What to produce: Rewrite the lines below as a JSON list of strings, one string per line, skipping blank lines and leaving out the pictures.

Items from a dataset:
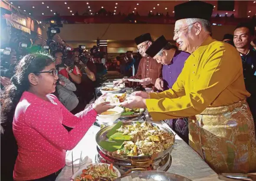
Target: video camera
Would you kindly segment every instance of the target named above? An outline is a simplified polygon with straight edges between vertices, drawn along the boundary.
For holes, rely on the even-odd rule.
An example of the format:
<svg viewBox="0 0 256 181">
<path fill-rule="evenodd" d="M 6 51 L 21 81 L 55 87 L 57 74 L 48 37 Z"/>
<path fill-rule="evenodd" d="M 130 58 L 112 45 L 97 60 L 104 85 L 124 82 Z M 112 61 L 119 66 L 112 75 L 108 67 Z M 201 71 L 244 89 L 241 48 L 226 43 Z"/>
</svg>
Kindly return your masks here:
<svg viewBox="0 0 256 181">
<path fill-rule="evenodd" d="M 83 54 L 85 50 L 85 48 L 86 47 L 85 45 L 80 45 L 78 46 L 79 59 L 85 64 L 87 64 L 87 62 L 88 61 L 88 59 L 85 56 L 84 54 Z"/>
<path fill-rule="evenodd" d="M 46 46 L 48 46 L 48 49 L 50 50 L 53 51 L 57 49 L 57 44 L 53 39 L 53 38 L 55 35 L 60 32 L 60 30 L 56 25 L 51 24 L 50 27 L 48 27 L 48 31 L 47 31 L 48 39 L 46 41 Z"/>
<path fill-rule="evenodd" d="M 1 76 L 10 78 L 14 74 L 15 64 L 10 64 L 11 48 L 6 47 L 5 49 L 0 49 L 0 74 Z"/>
<path fill-rule="evenodd" d="M 65 47 L 62 51 L 62 54 L 63 54 L 62 58 L 62 63 L 67 65 L 67 66 L 72 67 L 73 65 L 73 61 L 68 57 L 69 52 L 71 51 L 72 48 L 67 46 Z"/>
</svg>

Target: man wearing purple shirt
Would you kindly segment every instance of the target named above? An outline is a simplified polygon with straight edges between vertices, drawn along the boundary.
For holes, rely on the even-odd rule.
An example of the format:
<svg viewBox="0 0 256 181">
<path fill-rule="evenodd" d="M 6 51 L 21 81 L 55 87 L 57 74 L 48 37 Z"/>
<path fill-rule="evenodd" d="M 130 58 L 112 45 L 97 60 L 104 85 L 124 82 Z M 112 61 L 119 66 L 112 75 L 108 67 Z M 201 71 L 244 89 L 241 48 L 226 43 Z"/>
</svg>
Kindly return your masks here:
<svg viewBox="0 0 256 181">
<path fill-rule="evenodd" d="M 159 37 L 149 47 L 146 53 L 163 64 L 161 77 L 156 80 L 155 87 L 160 91 L 171 88 L 181 72 L 188 53 L 177 50 L 164 36 Z M 187 118 L 165 120 L 166 123 L 187 143 L 188 143 Z"/>
</svg>

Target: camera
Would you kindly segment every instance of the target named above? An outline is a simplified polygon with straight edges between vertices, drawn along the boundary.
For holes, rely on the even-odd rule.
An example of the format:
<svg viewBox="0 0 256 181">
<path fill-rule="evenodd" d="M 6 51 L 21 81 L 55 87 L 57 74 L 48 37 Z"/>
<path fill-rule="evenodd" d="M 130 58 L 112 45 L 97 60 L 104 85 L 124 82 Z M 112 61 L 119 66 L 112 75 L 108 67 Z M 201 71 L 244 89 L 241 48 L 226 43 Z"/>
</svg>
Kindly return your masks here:
<svg viewBox="0 0 256 181">
<path fill-rule="evenodd" d="M 86 47 L 85 45 L 80 45 L 78 46 L 79 52 L 79 59 L 81 62 L 83 64 L 86 64 L 88 61 L 88 59 L 85 56 L 85 55 L 83 54 L 83 52 L 85 51 Z"/>
<path fill-rule="evenodd" d="M 62 54 L 63 54 L 62 58 L 62 64 L 65 64 L 67 66 L 72 67 L 73 65 L 73 62 L 72 60 L 69 58 L 68 58 L 69 51 L 71 51 L 72 49 L 71 47 L 69 46 L 65 47 L 62 50 Z"/>
<path fill-rule="evenodd" d="M 53 51 L 57 49 L 57 43 L 53 39 L 53 38 L 56 34 L 60 32 L 59 28 L 54 24 L 51 24 L 50 27 L 48 27 L 46 45 L 49 46 L 49 49 L 51 51 Z"/>
<path fill-rule="evenodd" d="M 11 78 L 14 73 L 15 64 L 10 64 L 11 48 L 6 47 L 0 49 L 0 74 L 1 76 Z"/>
</svg>

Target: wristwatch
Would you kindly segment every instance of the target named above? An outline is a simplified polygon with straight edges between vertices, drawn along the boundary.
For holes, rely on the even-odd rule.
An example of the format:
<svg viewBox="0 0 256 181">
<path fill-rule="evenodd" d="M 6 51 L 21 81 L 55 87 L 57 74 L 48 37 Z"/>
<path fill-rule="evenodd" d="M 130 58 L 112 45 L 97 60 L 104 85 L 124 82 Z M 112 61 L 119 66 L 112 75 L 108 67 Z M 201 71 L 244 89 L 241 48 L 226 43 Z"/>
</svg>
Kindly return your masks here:
<svg viewBox="0 0 256 181">
<path fill-rule="evenodd" d="M 72 72 L 73 72 L 73 69 L 71 69 L 70 70 L 69 70 L 68 72 L 69 73 L 72 73 Z"/>
</svg>

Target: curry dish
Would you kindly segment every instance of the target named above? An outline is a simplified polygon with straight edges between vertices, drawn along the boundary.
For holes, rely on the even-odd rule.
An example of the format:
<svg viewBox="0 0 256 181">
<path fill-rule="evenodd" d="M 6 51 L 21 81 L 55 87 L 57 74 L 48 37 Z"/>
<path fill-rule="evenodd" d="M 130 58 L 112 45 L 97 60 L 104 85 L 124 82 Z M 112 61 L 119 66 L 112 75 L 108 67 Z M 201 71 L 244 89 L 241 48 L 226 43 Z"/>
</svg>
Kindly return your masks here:
<svg viewBox="0 0 256 181">
<path fill-rule="evenodd" d="M 123 143 L 123 148 L 114 152 L 129 156 L 144 156 L 164 151 L 174 143 L 173 134 L 160 130 L 150 123 L 138 122 L 133 125 L 122 125 L 116 130 L 123 135 L 131 135 L 131 140 Z"/>
<path fill-rule="evenodd" d="M 102 112 L 101 114 L 101 115 L 111 115 L 115 114 L 117 113 L 118 113 L 118 112 L 112 111 L 106 111 Z"/>
</svg>

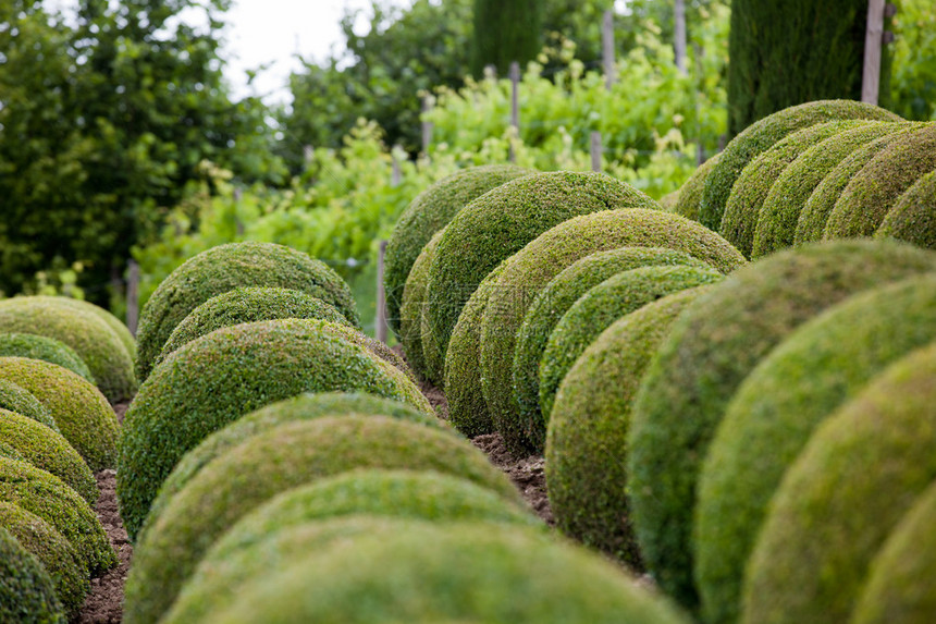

Result for this task:
[
  "Target: video camera",
  "Would you kindly segment every instance of the target named above? An outline is a simplified polygon with straight edges between vertices, drawn along the boundary.",
  "For holes, rely on the even-odd rule.",
  "An example of the format:",
  "<svg viewBox=\"0 0 256 181\">",
  "<path fill-rule=\"evenodd\" d=\"M 6 51 L 21 81 L 55 87 L 57 74 L 48 37 Z\"/>",
  "<path fill-rule=\"evenodd\" d=\"M 130 58 L 112 45 L 97 60 L 104 85 L 124 82 Z M 112 61 L 119 66 L 112 75 L 108 67 Z M 201 71 L 244 89 L 241 48 L 226 43 Z\"/>",
  "</svg>",
  "Kindly return your masks here:",
  "<svg viewBox=\"0 0 256 181\">",
  "<path fill-rule=\"evenodd\" d=\"M 83 54 L 85 50 L 85 48 L 86 47 L 85 45 L 80 45 L 78 46 L 79 59 L 85 64 L 87 64 L 87 62 L 88 61 L 88 59 L 85 56 L 84 54 Z\"/>",
  "<path fill-rule=\"evenodd\" d=\"M 46 46 L 48 46 L 48 49 L 50 50 L 53 51 L 57 49 L 57 44 L 53 39 L 53 38 L 55 35 L 60 32 L 60 30 L 56 25 L 51 24 L 50 27 L 48 27 L 48 31 L 47 31 L 48 39 L 46 41 Z\"/>",
  "<path fill-rule=\"evenodd\" d=\"M 1 76 L 10 78 L 14 74 L 15 64 L 10 64 L 11 48 L 6 47 L 5 49 L 0 49 L 0 74 Z\"/>",
  "<path fill-rule=\"evenodd\" d=\"M 65 47 L 62 51 L 62 54 L 63 54 L 62 58 L 62 63 L 67 65 L 67 66 L 72 67 L 73 65 L 73 61 L 68 57 L 69 52 L 71 51 L 72 48 L 67 46 Z\"/>",
  "</svg>",
  "Target: man wearing purple shirt",
  "Would you kindly segment every instance of the target named above? An outline is a simplified polygon with straight edges between vertices, drawn along the boundary.",
  "For holes, rely on the even-odd rule.",
  "An example of the format:",
  "<svg viewBox=\"0 0 256 181\">",
  "<path fill-rule=\"evenodd\" d=\"M 6 51 L 21 81 L 55 87 L 57 74 L 48 37 Z\"/>",
  "<path fill-rule=\"evenodd\" d=\"M 130 58 L 112 45 L 97 60 L 104 85 L 124 82 Z M 112 61 L 119 66 L 112 75 L 108 67 Z M 201 71 L 244 89 L 241 48 L 226 43 Z\"/>",
  "</svg>",
  "Kindly return your masks here:",
  "<svg viewBox=\"0 0 256 181\">",
  "<path fill-rule=\"evenodd\" d=\"M 159 37 L 149 47 L 146 53 L 163 64 L 161 77 L 156 80 L 155 87 L 160 91 L 171 88 L 181 72 L 188 53 L 177 50 L 164 36 Z M 187 118 L 165 120 L 166 123 L 187 143 L 188 143 Z\"/>",
  "</svg>",
  "Target: camera",
  "Would you kindly segment every instance of the target named above? An outline is a simplified polygon with straight edges between vertices, drawn along the boundary.",
  "For holes, rely on the even-odd rule.",
  "An example of the format:",
  "<svg viewBox=\"0 0 256 181\">",
  "<path fill-rule=\"evenodd\" d=\"M 6 51 L 21 81 L 55 87 L 57 74 L 48 37 Z\"/>",
  "<path fill-rule=\"evenodd\" d=\"M 130 58 L 112 45 L 97 60 L 104 85 L 124 82 Z M 112 61 L 119 66 L 112 75 L 108 67 Z M 201 71 L 244 89 L 241 48 L 226 43 Z\"/>",
  "</svg>",
  "Kindly return your masks here:",
  "<svg viewBox=\"0 0 256 181\">",
  "<path fill-rule=\"evenodd\" d=\"M 86 47 L 85 45 L 80 45 L 78 46 L 79 52 L 79 59 L 81 62 L 83 64 L 86 64 L 88 61 L 88 59 L 85 56 L 85 55 L 83 54 L 83 52 L 85 51 Z\"/>",
  "<path fill-rule=\"evenodd\" d=\"M 62 54 L 63 54 L 62 58 L 62 64 L 65 64 L 67 66 L 72 67 L 73 65 L 73 62 L 72 60 L 69 58 L 68 58 L 69 51 L 71 51 L 72 49 L 71 47 L 69 46 L 65 47 L 62 50 Z\"/>",
  "<path fill-rule=\"evenodd\" d=\"M 53 51 L 57 49 L 57 43 L 53 39 L 53 38 L 56 34 L 60 32 L 59 28 L 54 24 L 51 24 L 50 27 L 48 27 L 46 45 L 49 46 L 49 49 L 51 51 Z\"/>",
  "<path fill-rule=\"evenodd\" d=\"M 11 78 L 14 73 L 15 64 L 10 64 L 11 48 L 6 47 L 0 49 L 0 74 L 1 76 Z\"/>",
  "</svg>",
  "Target: wristwatch",
  "Would you kindly segment every instance of the target named above? An outline is a simplified polygon with straight edges between vertices, drawn along the boundary.",
  "For holes, rely on the even-odd rule.",
  "An example of the format:",
  "<svg viewBox=\"0 0 256 181\">",
  "<path fill-rule=\"evenodd\" d=\"M 6 51 L 21 81 L 55 87 L 57 74 L 48 37 Z\"/>",
  "<path fill-rule=\"evenodd\" d=\"M 130 58 L 112 45 L 97 60 L 104 85 L 124 82 Z M 112 61 L 119 66 L 112 75 L 108 67 Z M 201 71 L 244 89 L 241 48 L 226 43 Z\"/>",
  "</svg>",
  "Kindly return your masks here:",
  "<svg viewBox=\"0 0 256 181\">",
  "<path fill-rule=\"evenodd\" d=\"M 72 72 L 73 72 L 73 69 L 71 69 L 70 70 L 69 70 L 68 72 L 69 73 L 72 73 Z\"/>",
  "</svg>",
  "Target: curry dish",
  "Would you kindly segment every instance of the target named above? An outline is a simplified polygon with straight edges between vertices, drawn along the boundary.",
  "For holes, rely on the even-odd rule.",
  "An example of the format:",
  "<svg viewBox=\"0 0 256 181\">",
  "<path fill-rule=\"evenodd\" d=\"M 6 51 L 21 81 L 55 87 L 57 74 L 48 37 Z\"/>",
  "<path fill-rule=\"evenodd\" d=\"M 130 58 L 112 45 L 97 60 L 104 85 L 124 82 Z M 112 61 L 119 66 L 112 75 L 108 67 Z M 201 71 L 244 89 L 241 48 L 226 43 Z\"/>",
  "</svg>",
  "Kindly return your masks here:",
  "<svg viewBox=\"0 0 256 181\">",
  "<path fill-rule=\"evenodd\" d=\"M 123 143 L 123 148 L 114 152 L 129 156 L 144 156 L 164 151 L 174 143 L 173 134 L 160 130 L 150 123 L 138 122 L 133 125 L 122 125 L 116 130 L 123 135 L 131 135 L 131 140 Z\"/>",
  "<path fill-rule=\"evenodd\" d=\"M 102 112 L 101 114 L 101 115 L 111 115 L 115 114 L 117 113 L 118 113 L 118 112 L 112 111 L 106 111 Z\"/>",
  "</svg>"
]